> [Selected excerpt]
The purpose of newborn screening is to identify children who are at greater risk for hearing loss so that they may receive timely diagnostic and intervention services.
Hearing screenings are not diagnostic evaluations. Screening tests identify a need for further diagnostic hearing evaluations.
What is the youngest age that a child's hearing can effectively be tested?
Hearing can be assessed at any age, even the day that a child is born. Brainstem Auditory Evoked Responses (BAER) and Evoked Otoacoustic Emissions (EOAE) evaluations are an effective and efficient means for identifying hearing loss.
How is a baby’s hearing screened?
Hospital screening personnel will use one or two screening methods: Automated Auditory Brainstem Response (ABR) – Sounds are played into the baby’s ears. Band-aid like electrodes are placed on the baby’s head to detect responses. This test measures how the hearing nerve and the brainstem respond to the sounds and can identify if the baby’s ear responded to sound. Otoacoustic Emissions (OAE) – A miniature earphone and microphone are placed in the ear, sounds are played and a response is measured. If a baby’s ear responds normally, an echo is reflected back into the ear canal and is measured by the microphone.
What happens if a baby needs to be re-screened?
It is important for you to understand that referral for a second screening does not necessarily means that your baby has a hearing loss. The most common reasons that a your baby would need a re-screening include otitis media with effusion, an ear canal blocked with debris, or a permanent hear loss.
If a child passes the newborn screen, when should they be tested again?
Children with any risk factors for progressive hearing loss should continue to have their hearing monitored. If speech-language milestones are delayed, the child’s hearing should be re-evaluated. Also, if the you are concerned about your child’s hearing re-evaluation is usually appropriate.

> [Instructions for the task]
Retype the newborn hearing screening text exactly, from "What happens if" up to and including "be tested again?". The material is not needed for this exercise.

> [Data block]
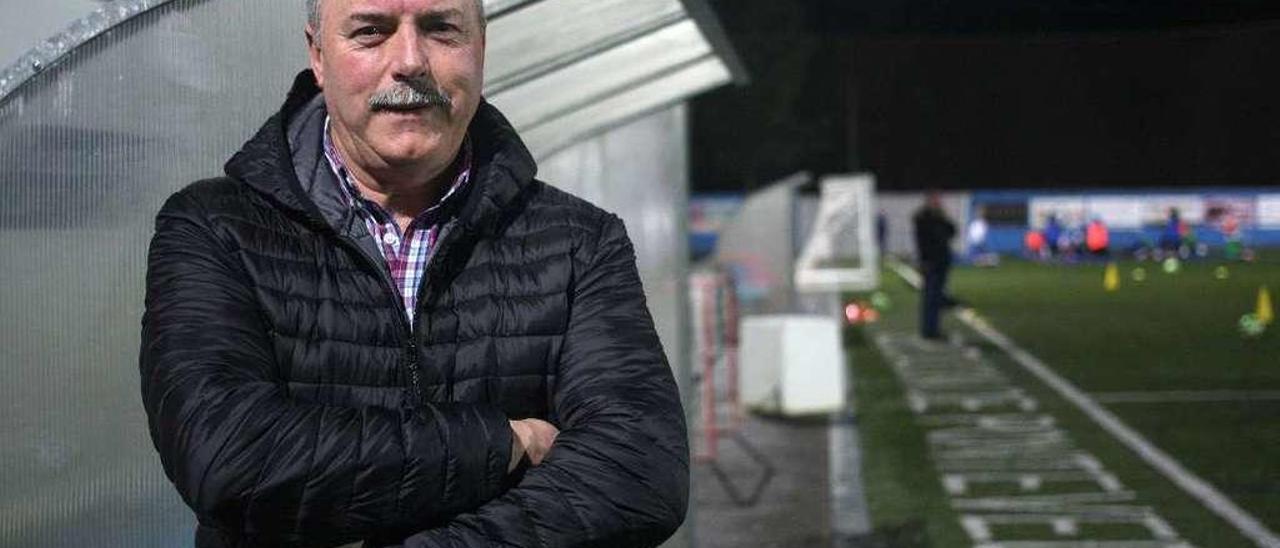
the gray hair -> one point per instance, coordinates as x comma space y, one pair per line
314, 13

> [Response to the task]
What happens if a baby needs to be re-screened?
It is important for you to understand that referral for a second screening does not necessarily means that your baby has a hearing loss. The most common reasons that a your baby would need a re-screening include otitis media with effusion, an ear canal blocked with debris, or a permanent hear loss.
If a child passes the newborn screen, when should they be tested again?